# Texto fornecido
╭──
A única pessoa que pode revelar-lhe isso é sua tia Wanda, irmã de sua mãe, uma juíza do Partido Comunista, mulher de vida livre, que bebe e fuma muito, e tem uma multiplicidade de amantes que a marcam indelevelmente em seu já muito machucado coração. Após revelar à jovem sua verdadeira origem e nome, essa dupla improvável de mulheres parte para uma jornada em busca dos restos do passado, a fim de descobrir mais profundamente quem são.
Pawel Pawlikowski narra com grande maestria a história de Ida e Wanda em admiráveis interpretações de duas Agatas: Agata Kulesza (Wanda) e Agata Trzebuchhowska (Ida), as duas atrizes que encarnam a noviça e a juíza. Enquanto buscam o fio da narrativa de suas vidas e de seus antepassados, relatam em senso invertido a história da maior tragédia que se abateu sobre o século XX, o holocausto nazista.
╰──
[Dados armazenados]
╭──
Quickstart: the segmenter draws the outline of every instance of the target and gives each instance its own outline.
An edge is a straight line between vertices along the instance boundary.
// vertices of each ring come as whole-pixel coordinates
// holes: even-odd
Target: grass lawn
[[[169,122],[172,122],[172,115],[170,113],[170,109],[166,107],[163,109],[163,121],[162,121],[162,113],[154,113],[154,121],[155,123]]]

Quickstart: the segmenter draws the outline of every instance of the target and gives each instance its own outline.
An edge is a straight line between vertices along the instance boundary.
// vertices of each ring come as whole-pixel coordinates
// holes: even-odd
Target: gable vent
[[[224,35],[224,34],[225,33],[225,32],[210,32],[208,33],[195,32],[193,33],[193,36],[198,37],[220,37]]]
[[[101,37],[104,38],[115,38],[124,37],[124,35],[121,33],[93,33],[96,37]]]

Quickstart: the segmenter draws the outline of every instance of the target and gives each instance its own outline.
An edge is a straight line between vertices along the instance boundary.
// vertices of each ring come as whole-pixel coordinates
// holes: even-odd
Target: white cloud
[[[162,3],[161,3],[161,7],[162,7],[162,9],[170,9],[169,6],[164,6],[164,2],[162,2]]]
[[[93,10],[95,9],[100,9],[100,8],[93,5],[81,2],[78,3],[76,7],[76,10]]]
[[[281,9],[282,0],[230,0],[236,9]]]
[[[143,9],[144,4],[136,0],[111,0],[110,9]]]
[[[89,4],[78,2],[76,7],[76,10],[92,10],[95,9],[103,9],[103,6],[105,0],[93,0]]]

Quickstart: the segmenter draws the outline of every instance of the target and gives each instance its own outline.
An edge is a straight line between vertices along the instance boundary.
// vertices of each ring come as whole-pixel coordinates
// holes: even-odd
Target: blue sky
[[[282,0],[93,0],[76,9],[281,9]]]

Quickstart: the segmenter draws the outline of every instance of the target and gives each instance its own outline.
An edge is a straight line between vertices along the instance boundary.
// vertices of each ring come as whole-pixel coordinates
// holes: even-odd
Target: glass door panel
╰──
# Partes do exercício
**A)** Segundo o texto fornecido, qual atriz interpreta Wanda?
**B)** Copie do texto fornecido o trecho que começa nas palavras "A única pessoa" e termina depois de "profundamente quem são.".

# Respostas do exercício
**A)** Agata Kulesza.

**B)**
A única pessoa que pode revelar-lhe isso é sua tia Wanda, irmã de sua mãe, uma juíza do Partido Comunista, mulher de vida livre, que bebe e fuma muito, e tem uma multiplicidade de amantes que a marcam indelevelmente em seu já muito machucado coração. Após revelar à jovem sua verdadeira origem e nome, essa dupla improvável de mulheres parte para uma jornada em busca dos restos do passado, a fim de descobrir mais profundamente quem são.